GIVEN REQUEST »
Gather every row that contains the string "post", matching case exactly.

— start —

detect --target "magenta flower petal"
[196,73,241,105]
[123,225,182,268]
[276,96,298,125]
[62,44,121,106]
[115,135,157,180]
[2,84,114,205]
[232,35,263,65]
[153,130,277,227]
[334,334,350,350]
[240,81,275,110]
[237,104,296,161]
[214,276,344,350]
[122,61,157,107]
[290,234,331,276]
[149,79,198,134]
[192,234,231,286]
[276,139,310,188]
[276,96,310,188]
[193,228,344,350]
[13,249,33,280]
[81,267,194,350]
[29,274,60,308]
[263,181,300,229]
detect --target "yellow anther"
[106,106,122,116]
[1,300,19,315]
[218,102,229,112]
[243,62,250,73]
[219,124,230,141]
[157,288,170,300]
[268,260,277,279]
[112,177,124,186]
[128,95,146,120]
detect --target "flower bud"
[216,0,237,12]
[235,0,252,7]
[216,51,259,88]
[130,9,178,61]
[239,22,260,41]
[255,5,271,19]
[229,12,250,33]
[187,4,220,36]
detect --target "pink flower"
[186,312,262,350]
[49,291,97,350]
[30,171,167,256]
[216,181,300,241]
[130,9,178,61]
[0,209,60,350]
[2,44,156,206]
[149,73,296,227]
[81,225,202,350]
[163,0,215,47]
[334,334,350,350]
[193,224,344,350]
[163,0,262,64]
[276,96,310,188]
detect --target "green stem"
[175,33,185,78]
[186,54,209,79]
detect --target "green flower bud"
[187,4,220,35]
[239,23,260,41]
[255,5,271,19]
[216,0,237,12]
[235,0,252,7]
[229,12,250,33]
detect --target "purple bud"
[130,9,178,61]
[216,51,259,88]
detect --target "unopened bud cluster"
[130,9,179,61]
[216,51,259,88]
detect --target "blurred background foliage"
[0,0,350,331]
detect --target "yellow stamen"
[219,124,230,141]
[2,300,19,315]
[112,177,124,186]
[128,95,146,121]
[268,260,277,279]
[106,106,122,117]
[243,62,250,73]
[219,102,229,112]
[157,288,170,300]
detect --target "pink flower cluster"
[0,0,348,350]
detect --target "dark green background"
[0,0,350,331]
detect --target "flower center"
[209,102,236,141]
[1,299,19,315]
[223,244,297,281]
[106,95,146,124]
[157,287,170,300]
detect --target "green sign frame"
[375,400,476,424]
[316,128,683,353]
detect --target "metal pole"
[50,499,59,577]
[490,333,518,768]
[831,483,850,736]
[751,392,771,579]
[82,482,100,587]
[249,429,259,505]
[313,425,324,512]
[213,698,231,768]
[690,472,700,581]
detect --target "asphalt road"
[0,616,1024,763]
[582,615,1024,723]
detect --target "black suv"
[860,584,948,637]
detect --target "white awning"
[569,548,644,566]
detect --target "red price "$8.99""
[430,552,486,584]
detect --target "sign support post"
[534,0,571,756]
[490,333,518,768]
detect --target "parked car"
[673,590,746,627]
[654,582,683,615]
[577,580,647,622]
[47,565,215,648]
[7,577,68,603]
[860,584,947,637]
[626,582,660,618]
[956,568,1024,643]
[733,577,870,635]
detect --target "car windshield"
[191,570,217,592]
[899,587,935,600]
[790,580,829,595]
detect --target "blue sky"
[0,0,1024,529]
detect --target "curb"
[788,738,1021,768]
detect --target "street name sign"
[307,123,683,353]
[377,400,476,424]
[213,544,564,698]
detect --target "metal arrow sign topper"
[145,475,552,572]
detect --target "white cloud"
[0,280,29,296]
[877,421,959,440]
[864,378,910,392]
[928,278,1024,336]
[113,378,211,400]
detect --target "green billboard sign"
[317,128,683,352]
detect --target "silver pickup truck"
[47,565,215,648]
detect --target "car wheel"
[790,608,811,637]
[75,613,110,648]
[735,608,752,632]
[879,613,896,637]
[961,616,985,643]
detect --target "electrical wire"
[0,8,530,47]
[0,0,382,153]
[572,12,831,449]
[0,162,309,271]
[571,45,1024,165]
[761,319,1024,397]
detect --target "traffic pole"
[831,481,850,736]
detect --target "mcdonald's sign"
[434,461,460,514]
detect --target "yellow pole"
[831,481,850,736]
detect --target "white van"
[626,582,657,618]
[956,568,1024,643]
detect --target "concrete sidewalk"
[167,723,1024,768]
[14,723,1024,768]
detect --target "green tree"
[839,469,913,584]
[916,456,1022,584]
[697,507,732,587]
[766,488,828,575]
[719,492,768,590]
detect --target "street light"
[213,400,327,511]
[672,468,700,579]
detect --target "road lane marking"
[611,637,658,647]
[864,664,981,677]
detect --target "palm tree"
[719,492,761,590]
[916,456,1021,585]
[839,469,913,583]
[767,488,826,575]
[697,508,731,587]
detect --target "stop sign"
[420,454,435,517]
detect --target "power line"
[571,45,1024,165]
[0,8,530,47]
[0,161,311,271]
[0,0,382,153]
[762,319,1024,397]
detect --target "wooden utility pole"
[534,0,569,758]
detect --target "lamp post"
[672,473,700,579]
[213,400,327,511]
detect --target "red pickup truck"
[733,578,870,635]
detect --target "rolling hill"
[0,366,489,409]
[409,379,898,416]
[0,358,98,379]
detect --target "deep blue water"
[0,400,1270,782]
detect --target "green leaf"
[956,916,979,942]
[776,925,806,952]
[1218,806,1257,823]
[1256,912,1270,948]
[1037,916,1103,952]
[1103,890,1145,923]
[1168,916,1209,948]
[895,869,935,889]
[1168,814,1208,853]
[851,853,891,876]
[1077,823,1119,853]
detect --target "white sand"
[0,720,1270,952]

— end —

THE OUTPUT »
detect --target "sign support post"
detect --target "lamp post"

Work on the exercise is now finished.